_問題_
「Label every white」を含む行から「399;262;417;277」を含む行までを、「road marking」を「lane marking」に改めて書き出す。それ以外の箇所は変えない。

データ一覧
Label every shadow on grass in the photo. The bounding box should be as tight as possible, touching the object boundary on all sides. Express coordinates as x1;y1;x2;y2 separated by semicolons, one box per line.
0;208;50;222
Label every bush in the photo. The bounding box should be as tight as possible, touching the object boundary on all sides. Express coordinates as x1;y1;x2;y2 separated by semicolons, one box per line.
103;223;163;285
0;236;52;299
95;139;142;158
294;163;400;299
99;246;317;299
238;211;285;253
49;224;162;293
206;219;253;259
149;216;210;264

* * *

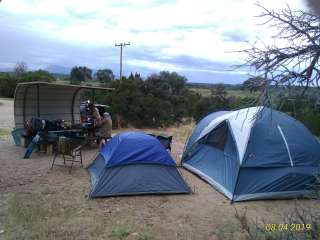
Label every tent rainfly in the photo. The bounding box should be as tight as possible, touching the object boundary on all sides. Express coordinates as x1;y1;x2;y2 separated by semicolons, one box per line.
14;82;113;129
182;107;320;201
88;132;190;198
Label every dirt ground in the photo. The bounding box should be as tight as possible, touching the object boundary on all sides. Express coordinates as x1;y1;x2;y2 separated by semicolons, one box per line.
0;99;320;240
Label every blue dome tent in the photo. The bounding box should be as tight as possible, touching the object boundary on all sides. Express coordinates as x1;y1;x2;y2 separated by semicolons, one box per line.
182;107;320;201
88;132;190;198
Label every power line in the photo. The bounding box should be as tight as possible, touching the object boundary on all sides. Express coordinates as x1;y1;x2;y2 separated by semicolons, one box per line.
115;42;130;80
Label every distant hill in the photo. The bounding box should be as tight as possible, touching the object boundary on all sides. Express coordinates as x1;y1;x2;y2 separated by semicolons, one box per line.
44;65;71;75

---

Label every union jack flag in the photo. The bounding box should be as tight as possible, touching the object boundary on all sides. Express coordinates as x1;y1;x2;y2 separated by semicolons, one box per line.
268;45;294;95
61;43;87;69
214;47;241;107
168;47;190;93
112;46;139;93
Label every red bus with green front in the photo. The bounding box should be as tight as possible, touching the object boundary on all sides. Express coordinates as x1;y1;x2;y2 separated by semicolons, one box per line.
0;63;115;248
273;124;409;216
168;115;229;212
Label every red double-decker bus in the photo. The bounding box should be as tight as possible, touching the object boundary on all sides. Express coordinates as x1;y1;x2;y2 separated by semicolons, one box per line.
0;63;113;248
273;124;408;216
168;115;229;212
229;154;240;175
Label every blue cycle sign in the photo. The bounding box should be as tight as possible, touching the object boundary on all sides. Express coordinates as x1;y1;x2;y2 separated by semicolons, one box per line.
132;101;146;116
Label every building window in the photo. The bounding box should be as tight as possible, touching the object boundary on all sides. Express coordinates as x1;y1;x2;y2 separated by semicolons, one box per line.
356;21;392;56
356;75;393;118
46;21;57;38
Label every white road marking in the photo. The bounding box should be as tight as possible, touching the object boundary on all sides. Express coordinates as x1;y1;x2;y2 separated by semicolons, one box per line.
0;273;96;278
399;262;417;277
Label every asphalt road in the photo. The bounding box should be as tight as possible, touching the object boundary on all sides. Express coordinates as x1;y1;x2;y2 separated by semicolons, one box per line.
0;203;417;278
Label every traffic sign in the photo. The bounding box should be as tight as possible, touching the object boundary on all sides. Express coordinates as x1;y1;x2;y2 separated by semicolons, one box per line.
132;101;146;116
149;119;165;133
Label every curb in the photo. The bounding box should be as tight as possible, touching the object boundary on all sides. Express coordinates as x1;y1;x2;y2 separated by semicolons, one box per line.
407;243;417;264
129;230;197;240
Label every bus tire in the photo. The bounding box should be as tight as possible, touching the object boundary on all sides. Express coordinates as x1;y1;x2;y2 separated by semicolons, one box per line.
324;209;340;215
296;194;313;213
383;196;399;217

_解答_
Label every white lane marking in the photo. The bounding box should be as tight as possible, touching the object boundary on all sides. Express coordinates as x1;y1;x2;y2 separated by semicolons, one box per line.
0;273;96;278
399;262;417;277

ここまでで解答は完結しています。